Passage shown:

BEGIN

I’m more like a kid than a dad, more than likely. I was really afraid that I wasn’t going to know how to be a dad, especially a dad to a girl. Becoming a single dad, there are going to be things that I won’t know how to relate to her about.
When I found out I was going to have a girl, I literally went to YouTube and learned how to braid hair, because I just wanted to be able to know how to do that. Because I don’t have hair. I’ve always had a shaved head. I literally know nothing about hair care. Thankfully I did that because my daughter has the straightest, finest hair that you could possibly have. There was tons of stuff and a lot of fear around not knowing what to do and not knowing what kind of dad to be. I had a certain dad — it was just very Southern. He did the best he could.
So you have a three-book deal and you’re also in the Lost City of D, with Sandra Bullock, which is a pretty massive undertaking.

END

Record excerpts:
BEGIN

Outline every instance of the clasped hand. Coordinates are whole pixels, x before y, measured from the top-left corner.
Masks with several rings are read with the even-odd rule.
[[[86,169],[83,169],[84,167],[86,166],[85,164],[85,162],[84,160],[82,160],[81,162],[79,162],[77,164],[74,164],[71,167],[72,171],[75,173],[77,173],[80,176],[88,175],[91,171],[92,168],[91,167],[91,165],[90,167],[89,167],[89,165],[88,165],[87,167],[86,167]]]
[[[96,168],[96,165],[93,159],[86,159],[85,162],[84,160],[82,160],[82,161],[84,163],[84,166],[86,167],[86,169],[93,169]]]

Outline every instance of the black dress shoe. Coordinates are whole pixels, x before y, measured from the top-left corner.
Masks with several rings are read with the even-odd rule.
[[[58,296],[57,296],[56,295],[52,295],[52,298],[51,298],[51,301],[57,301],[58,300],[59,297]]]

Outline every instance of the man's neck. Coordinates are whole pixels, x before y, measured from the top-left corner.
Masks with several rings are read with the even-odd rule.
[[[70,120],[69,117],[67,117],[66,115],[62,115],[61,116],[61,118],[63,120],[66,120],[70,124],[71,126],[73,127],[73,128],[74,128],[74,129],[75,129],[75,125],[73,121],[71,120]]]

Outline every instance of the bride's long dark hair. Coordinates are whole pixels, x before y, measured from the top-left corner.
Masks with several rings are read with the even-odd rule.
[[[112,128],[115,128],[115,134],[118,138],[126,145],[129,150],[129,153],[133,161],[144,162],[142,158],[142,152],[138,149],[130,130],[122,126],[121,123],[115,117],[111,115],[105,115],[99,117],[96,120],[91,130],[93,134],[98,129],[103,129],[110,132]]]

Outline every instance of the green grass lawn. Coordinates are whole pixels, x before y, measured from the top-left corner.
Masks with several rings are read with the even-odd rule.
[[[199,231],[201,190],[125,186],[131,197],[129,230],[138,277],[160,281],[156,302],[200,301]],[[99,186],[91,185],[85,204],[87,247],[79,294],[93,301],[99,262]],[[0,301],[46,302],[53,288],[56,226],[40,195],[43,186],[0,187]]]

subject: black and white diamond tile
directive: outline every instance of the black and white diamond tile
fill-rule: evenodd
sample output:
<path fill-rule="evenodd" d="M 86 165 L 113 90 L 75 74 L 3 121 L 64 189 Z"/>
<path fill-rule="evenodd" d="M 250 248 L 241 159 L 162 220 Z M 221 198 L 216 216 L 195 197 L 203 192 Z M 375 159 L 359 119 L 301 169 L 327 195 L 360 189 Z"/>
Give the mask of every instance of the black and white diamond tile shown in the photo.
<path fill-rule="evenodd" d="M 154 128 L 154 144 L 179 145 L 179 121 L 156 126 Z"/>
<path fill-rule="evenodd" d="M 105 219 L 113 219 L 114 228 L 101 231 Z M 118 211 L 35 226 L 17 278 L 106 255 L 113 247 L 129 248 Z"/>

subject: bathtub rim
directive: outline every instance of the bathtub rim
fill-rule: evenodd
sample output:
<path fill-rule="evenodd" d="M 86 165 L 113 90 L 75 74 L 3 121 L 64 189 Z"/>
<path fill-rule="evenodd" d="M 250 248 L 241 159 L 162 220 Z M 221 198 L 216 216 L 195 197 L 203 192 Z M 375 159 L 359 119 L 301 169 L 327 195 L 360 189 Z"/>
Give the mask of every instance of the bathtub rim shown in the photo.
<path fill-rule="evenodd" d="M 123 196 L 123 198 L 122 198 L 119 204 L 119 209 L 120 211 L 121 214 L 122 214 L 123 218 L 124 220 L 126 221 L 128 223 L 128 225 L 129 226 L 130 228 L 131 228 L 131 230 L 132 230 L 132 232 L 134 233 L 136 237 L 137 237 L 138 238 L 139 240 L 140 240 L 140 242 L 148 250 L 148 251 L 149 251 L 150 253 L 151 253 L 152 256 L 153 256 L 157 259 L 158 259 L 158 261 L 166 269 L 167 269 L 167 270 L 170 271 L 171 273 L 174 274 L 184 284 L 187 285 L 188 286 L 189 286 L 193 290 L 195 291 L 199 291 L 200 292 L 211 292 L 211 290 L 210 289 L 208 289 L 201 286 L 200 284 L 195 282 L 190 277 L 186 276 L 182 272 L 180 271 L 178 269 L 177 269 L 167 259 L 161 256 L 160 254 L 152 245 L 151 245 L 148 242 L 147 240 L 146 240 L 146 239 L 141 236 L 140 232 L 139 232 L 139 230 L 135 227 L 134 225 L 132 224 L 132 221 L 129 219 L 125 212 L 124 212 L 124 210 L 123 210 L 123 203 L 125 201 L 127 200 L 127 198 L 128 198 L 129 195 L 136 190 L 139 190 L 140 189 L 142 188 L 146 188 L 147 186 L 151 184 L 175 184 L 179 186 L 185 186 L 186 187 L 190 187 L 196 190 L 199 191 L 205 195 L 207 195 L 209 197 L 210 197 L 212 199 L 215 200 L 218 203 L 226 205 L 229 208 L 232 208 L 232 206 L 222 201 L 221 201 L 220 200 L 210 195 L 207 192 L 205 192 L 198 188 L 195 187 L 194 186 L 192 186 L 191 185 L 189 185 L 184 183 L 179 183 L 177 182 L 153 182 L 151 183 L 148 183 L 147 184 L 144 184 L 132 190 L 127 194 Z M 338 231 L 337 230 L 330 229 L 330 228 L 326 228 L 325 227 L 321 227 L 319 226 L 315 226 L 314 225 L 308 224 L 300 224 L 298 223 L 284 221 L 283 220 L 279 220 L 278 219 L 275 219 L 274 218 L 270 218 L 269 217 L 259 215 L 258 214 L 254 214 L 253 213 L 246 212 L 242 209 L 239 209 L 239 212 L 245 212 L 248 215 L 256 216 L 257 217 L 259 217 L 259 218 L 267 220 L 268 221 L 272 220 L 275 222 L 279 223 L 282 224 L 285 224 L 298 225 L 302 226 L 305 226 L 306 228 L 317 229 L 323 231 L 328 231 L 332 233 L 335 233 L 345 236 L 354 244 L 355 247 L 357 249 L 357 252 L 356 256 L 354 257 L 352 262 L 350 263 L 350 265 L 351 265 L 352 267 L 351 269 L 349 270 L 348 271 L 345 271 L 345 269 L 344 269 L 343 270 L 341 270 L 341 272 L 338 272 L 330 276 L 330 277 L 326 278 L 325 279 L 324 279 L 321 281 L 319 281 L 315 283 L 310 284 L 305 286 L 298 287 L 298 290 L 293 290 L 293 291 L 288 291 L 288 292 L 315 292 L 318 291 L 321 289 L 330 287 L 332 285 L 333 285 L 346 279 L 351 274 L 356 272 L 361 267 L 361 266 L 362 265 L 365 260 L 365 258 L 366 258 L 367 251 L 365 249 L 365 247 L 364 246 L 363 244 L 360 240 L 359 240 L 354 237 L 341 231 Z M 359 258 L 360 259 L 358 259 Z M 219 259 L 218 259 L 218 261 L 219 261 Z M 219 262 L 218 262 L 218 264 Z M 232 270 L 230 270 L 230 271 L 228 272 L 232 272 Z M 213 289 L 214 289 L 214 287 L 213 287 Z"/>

END

Problems to work on:
- a) Please reproduce the interview passage word for word, beginning at the words "I’m more like" and stopping after "to her about.".
- b) Decide whether each statement agrees with the interview passage, answering yes or no and quoting the words that settle it: (i) The speaker used YouTube to learn how to braid hair. (ii) The speaker's daughter has thick, curly hair. (iii) The speaker has always kept a shaved head.
- c) In the interview passage, how does the speaker describe his own dad?
The records have no connection to the interview passage.

Answer section:
- a)
I’m more like a kid than a dad, more than likely. I was really afraid that I wasn’t going to know how to be a dad, especially a dad to a girl. Becoming a single dad, there are going to be things that I won’t know how to relate to her about.

- b)
(i) Yes: "I literally went to YouTube and learned how to braid hair"
(ii) No: "my daughter has the straightest, finest hair that you could possibly have"
(iii) Yes: "I’ve always had a shaved head."

- c) He describes his dad as very Southern and says he did the best he could.